» **ZESTAW ZADAŃ**
1: Przepisz dokładnie część fragmentu dokumentu od słów „Spotkanie było pełne” aż do słów „cieszyła się Serbka.” włącznie.
2: Streść w dwóch zdaniach fragment dokumentu o zwycięstwie siatkarek z Rzeszowa.

» **FRAGMENT DOKUMENTU**
──────

Droga Developresu Bella Dolina Rzeszów do pierwszego trofeum w historii klubu była wyboista. Do tej pory na drodze stawała głównie Grupa Azoty Chemik Police, ale także ŁKS Commercecon Łódź. Rok temu natomiast głównym przeciwnikiem był... koronawirus.
Siatkarki i sztab wylądowali na kwarantannie, PLS nie zgodził się na zmianę terminu. Developres stracił szansę na walkę, a zawodniczki Chemika walczyły z Budowlanymi Łódź o Superpuchar pięciolecia. W końcu jednak przystąpiły ponownie do batalii z policzankami i wygrały (3:2).
- Nie chciałyśmy rozpamiętywać tego, co się stało rok temu. Byłyśmy wtedy zawiedzione, bo nie dość, że nie miałyśmy szansy na walkę o trofeum, to jeszcze mierzyłyśmy się z koronawirusem. Zdobyty przez nas teraz puchar należy także do zawodniczek, które po tamtym sezonie pożegnały się z zespołem - mówiła po triumfie w Lublinie Jelena Blagojević, kapitan Developresu.
ZOBACZ WIDEO: #dziejesiewsporcie: co za strzał najpiękniejszej golfistki na świecie!
Spotkanie było pełne zwrotów akcji. Rzeszowianki prowadziły 2:0, przegrały dwa kolejne sety. W tie-breaku było już 6:1 dla Chemika i Developres rzucił się w szaleńczą pogoń, by ostatecznie wygrać. - Nie traciłam wiary w zwycięstwo. Wiedziałam, że jako zespół potrzebujemy jednego punktu, który da nam przełamanie i pomoże odzyskać luz. Walczyłyśmy do samego końca i zdołałyśmy pokonać mistrzynie Polski. To powód do dumy - cieszyła się Serbka.

──────

» **WYKAZ POZYCJI**

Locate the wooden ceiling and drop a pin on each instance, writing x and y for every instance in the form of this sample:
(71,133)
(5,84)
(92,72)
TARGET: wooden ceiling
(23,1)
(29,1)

──────

» **OCZEKIWANE ODPOWIEDZI**
1:
Spotkanie było pełne zwrotów akcji. Rzeszowianki prowadziły 2:0, przegrały dwa kolejne sety. W tie-breaku było już 6:1 dla Chemika i Developres rzucił się w szaleńczą pogoń, by ostatecznie wygrać. - Nie traciłam wiary w zwycięstwo. Wiedziałam, że jako zespół potrzebujemy jednego punktu, który da nam przełamanie i pomoże odzyskać luz. Walczyłyśmy do samego końca i zdołałyśmy pokonać mistrzynie Polski. To powód do dumy - cieszyła się Serbka.

2: Siatkarki Developresu Bella Dolina Rzeszów, które rok wcześniej przez kwarantannę i koronawirusa nie mogły walczyć o trofeum, pokonały w Lublinie Grupę Azoty Chemik Police 3:2 i zdobyły pierwsze trofeum w historii klubu. Mecz był pełen zwrotów akcji, bo rzeszowianki po prowadzeniu 2:0 przegrały dwa kolejne sety, a w tie-breaku odrobiły stratę 1:6, zaś kapitan zespołu Jelena Blagojević nazwała zwycięstwo nad mistrzyniami Polski powodem do dumy.